The exercise
Please copy the items below word for word, leaving the pictures out of your answer.

+--

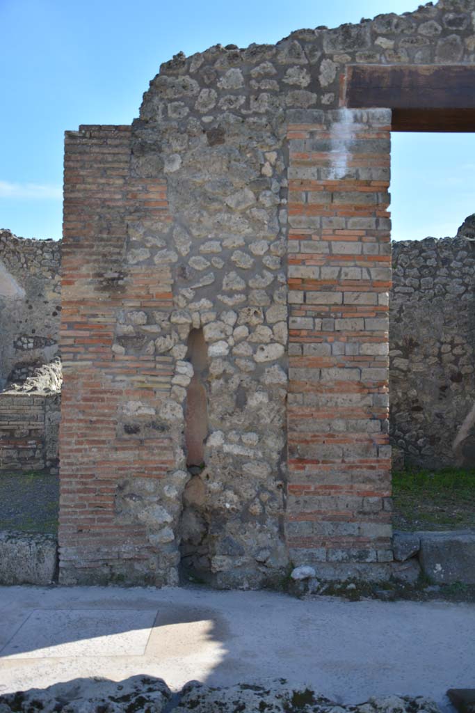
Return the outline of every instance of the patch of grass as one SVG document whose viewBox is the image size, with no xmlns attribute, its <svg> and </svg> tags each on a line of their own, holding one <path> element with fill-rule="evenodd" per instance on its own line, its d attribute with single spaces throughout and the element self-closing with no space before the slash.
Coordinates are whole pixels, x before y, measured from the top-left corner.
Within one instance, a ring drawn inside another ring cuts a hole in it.
<svg viewBox="0 0 475 713">
<path fill-rule="evenodd" d="M 475 528 L 475 470 L 407 470 L 392 474 L 399 530 Z"/>
<path fill-rule="evenodd" d="M 58 505 L 57 475 L 0 473 L 0 530 L 55 534 Z"/>
</svg>

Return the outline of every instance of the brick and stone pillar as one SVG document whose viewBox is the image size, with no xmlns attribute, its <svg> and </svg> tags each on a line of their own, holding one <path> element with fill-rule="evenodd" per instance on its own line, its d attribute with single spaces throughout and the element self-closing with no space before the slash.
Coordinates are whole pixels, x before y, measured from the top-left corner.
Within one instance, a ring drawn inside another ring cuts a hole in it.
<svg viewBox="0 0 475 713">
<path fill-rule="evenodd" d="M 288 126 L 286 536 L 323 576 L 380 575 L 392 559 L 390 122 L 341 109 Z"/>
<path fill-rule="evenodd" d="M 155 233 L 170 217 L 165 181 L 130 176 L 130 142 L 129 126 L 82 126 L 66 137 L 64 584 L 177 582 L 178 545 L 169 526 L 179 510 L 175 490 L 167 511 L 157 505 L 175 463 L 173 414 L 157 415 L 171 388 L 172 359 L 150 348 L 157 328 L 144 326 L 149 313 L 167 319 L 172 277 L 162 260 L 150 265 L 137 240 L 139 230 L 160 245 Z"/>
</svg>

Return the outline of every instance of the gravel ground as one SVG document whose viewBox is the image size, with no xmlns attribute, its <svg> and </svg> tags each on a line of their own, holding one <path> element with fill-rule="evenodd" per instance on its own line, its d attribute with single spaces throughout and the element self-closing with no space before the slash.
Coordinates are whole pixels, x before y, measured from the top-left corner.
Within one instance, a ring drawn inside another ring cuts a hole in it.
<svg viewBox="0 0 475 713">
<path fill-rule="evenodd" d="M 56 534 L 58 503 L 58 476 L 0 473 L 0 530 Z"/>
</svg>

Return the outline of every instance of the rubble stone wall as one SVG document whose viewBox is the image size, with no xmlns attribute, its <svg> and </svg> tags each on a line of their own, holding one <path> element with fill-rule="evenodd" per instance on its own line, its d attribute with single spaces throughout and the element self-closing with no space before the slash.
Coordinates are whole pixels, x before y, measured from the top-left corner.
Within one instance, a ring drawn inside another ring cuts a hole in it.
<svg viewBox="0 0 475 713">
<path fill-rule="evenodd" d="M 0 472 L 58 472 L 60 267 L 61 242 L 0 230 Z"/>
<path fill-rule="evenodd" d="M 474 9 L 180 53 L 131 127 L 67 133 L 61 580 L 383 571 L 391 117 L 340 87 L 350 63 L 474 63 Z"/>
<path fill-rule="evenodd" d="M 61 242 L 0 230 L 0 391 L 58 352 Z"/>
<path fill-rule="evenodd" d="M 407 465 L 473 468 L 473 429 L 456 457 L 452 443 L 475 403 L 475 246 L 394 242 L 392 268 L 391 441 Z"/>
</svg>

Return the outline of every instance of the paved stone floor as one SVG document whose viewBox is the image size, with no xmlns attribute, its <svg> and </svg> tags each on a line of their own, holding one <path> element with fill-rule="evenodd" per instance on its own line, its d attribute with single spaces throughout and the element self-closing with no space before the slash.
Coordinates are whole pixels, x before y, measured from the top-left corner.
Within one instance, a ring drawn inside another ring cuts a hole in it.
<svg viewBox="0 0 475 713">
<path fill-rule="evenodd" d="M 475 683 L 475 605 L 268 592 L 0 588 L 0 692 L 88 676 L 285 678 L 341 702 Z"/>
</svg>

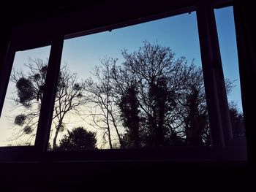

+--

Exercise answer
Return the outline of every instance of the patch of grass as one SVG document whose viewBox is the image size, with no xmlns attribute, its <svg> and </svg> tags each on a line of their own, holding one <path> element with fill-rule="evenodd" per instance on its own line, its d attribute with single spaces throughout and the element self-closing with no space before the slash.
Coordinates are whole pixels, x before y, measured from the top-left corner.
Within one instance, a ring drawn inside another ring cuts a hole in it.
<svg viewBox="0 0 475 713">
<path fill-rule="evenodd" d="M 475 528 L 475 470 L 407 470 L 392 474 L 399 530 Z"/>
<path fill-rule="evenodd" d="M 58 505 L 57 475 L 0 473 L 0 530 L 55 534 Z"/>
</svg>

Return the outline of every instance of the brick and stone pillar as one SVG document whose viewBox is the image size, with no xmlns attribute, its <svg> and </svg> tags each on a line of their own, holding one <path> element with fill-rule="evenodd" per instance on its own line, its d attribute with single spaces throughout and the element self-closing with no space before the slash.
Coordinates are whole pixels, x before y, measured from the top-left corner.
Within one instance, a ring drawn inside another ring cuts a hole in it.
<svg viewBox="0 0 475 713">
<path fill-rule="evenodd" d="M 288 126 L 286 536 L 323 576 L 380 575 L 392 559 L 390 122 L 341 109 Z"/>
<path fill-rule="evenodd" d="M 155 233 L 170 217 L 165 181 L 130 176 L 130 142 L 129 126 L 82 126 L 66 137 L 64 584 L 177 582 L 178 545 L 169 526 L 179 510 L 175 490 L 167 511 L 157 505 L 175 463 L 173 414 L 157 415 L 171 388 L 172 359 L 150 348 L 157 328 L 144 326 L 149 313 L 167 319 L 172 277 L 162 260 L 150 265 L 137 240 L 139 230 L 160 245 Z"/>
</svg>

Return the outline of every instance of the gravel ground as one SVG document whose viewBox is the image size, with no xmlns attribute, its <svg> and </svg> tags each on a line of their own, holding one <path> element with fill-rule="evenodd" per instance on its own line, its d attribute with single spaces throughout and the element self-closing with no space before the slash.
Coordinates are whole pixels, x before y, measured from the top-left corner.
Within one instance, a ring drawn inside another ring cuts a hole in it.
<svg viewBox="0 0 475 713">
<path fill-rule="evenodd" d="M 56 534 L 58 503 L 58 476 L 0 473 L 0 530 Z"/>
</svg>

Return the outline of every instance of the rubble stone wall as one SVG document whose viewBox is the image size, with no xmlns attribute, its <svg> and </svg> tags each on a line of their own, holding one <path> element with fill-rule="evenodd" per instance on its own line, its d attribute with single spaces throughout and the element self-closing with no space before the slash.
Coordinates are whole pixels, x before y, measured from the top-left corner.
Within one instance, a ring drawn inside another ring cuts a hole in it.
<svg viewBox="0 0 475 713">
<path fill-rule="evenodd" d="M 0 472 L 58 472 L 60 267 L 61 242 L 0 230 Z"/>
<path fill-rule="evenodd" d="M 474 9 L 180 53 L 131 127 L 67 133 L 61 580 L 383 571 L 391 117 L 340 87 L 350 63 L 474 63 Z"/>
<path fill-rule="evenodd" d="M 61 242 L 0 230 L 0 391 L 58 352 Z"/>
<path fill-rule="evenodd" d="M 407 465 L 473 468 L 473 429 L 456 457 L 452 443 L 475 403 L 475 246 L 394 242 L 392 268 L 391 441 Z"/>
</svg>

Return the outline of every instance of the paved stone floor as one SVG document whose viewBox is the image size, with no xmlns attribute, its <svg> and </svg> tags each on a line of their own, holding one <path> element with fill-rule="evenodd" per instance on its own line, its d attribute with single spaces throughout and the element self-closing with no space before the slash.
Coordinates are whole pixels, x before y, measured from the top-left corner.
Within one instance, a ring drawn inside another ring cuts a hole in it.
<svg viewBox="0 0 475 713">
<path fill-rule="evenodd" d="M 475 683 L 475 605 L 268 592 L 0 588 L 0 692 L 88 676 L 285 678 L 341 702 Z"/>
</svg>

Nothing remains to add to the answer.